What's the result of $\sum_{k=1}^{\infty} {k \cdot \left[ (1-2^{-k})^n - (1-2^{-k+1})^n \right]}$?

Question

Came from the problem "Expectation of maximum times of doing $n$ times of flipping coin tests until getting the reverse side".

The probability of maximum times of flipping among $n$ independent tests should be: $$ \begin{align} \text{Pr}(X = 1) &= \frac{1}{2^n} \\ \text{Pr}(X = 2) &= \sum_{i=1}^n {}_n C_i \left(\frac{1}{2^2} \right)^i \left(\frac{1}{2} \right)^{n-i} = \left(\frac{3}{4} \right)^n - \left(\frac{1}{2} \right)^n \\ \text{Pr}(X = 3) &= \sum_{i=1}^n {}_n C_i \left(\frac{1}{2^3} \right)^i \left(\frac{1}{2} + \frac{1}{2^2} \right)^{n-i} = \left(\frac{7}{8} \right)^n - \left(\frac{3}{4} \right)^n \\ & \cdots \\ \text{Pr}(X = k) &= \sum_{i=1}^n {}_n C_i \left(\frac{1}{2^k} \right)^i \left(\sum_{j=1}^{k-1}\frac{1}{2^j} \right)^{n-i} = \left(\frac{2^k-1}{2^k} \right)^n - \left(\frac{2^{k-1}-1}{2^{k-1}} \right)^n \end{align} $$

Therefore, I get the sum of series: $$ E(X) = \sum_{k=1}^{\infty} k \cdot P(X=k) = \sum_{k=1}^{\infty} {k \cdot \left[ (1-2^{-k})^n - (1-2^{-k+1})^n \right]} $$

See also Expectation of the maximum of i.i.d. geometric random variables for similar problem. Unfortunately, there seems to be no closed-form solution to this problem.

Tasks to perform
1) In the coin-flipping question, list every probability worked out for a specific numeric value of X, each in its final simplified form.
2) According to the coin-flipping question, is there a closed-form solution to the problem?

Entries
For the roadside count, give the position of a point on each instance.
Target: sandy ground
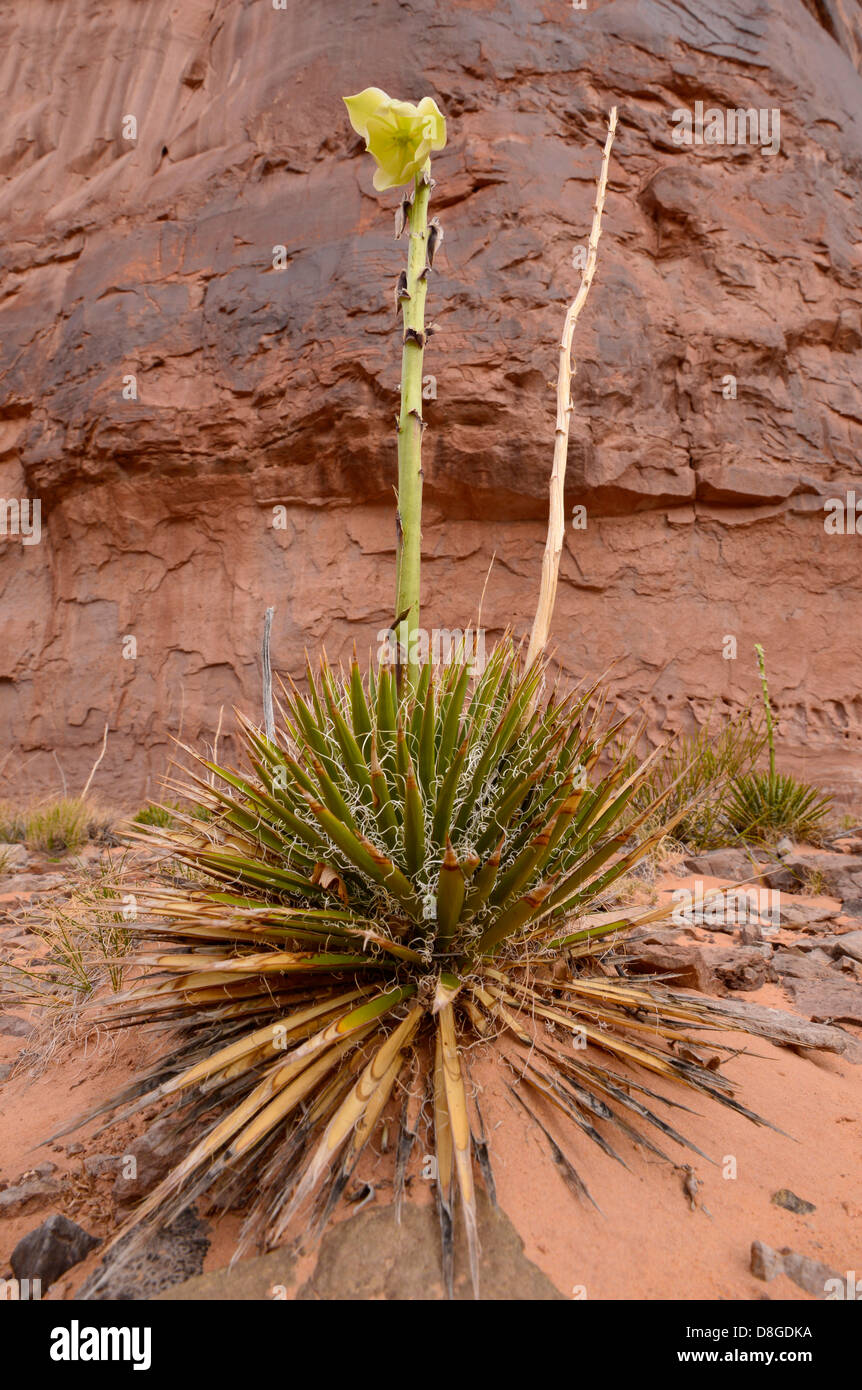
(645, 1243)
--
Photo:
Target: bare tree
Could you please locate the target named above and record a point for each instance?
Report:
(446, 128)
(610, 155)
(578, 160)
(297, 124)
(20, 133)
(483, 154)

Responses
1)
- Pr(X = 1) = 1/2^n
- Pr(X = 2) = (3/4)^n − (1/2)^n
- Pr(X = 3) = (7/8)^n − (3/4)^n

2) There seems to be no closed-form solution to it.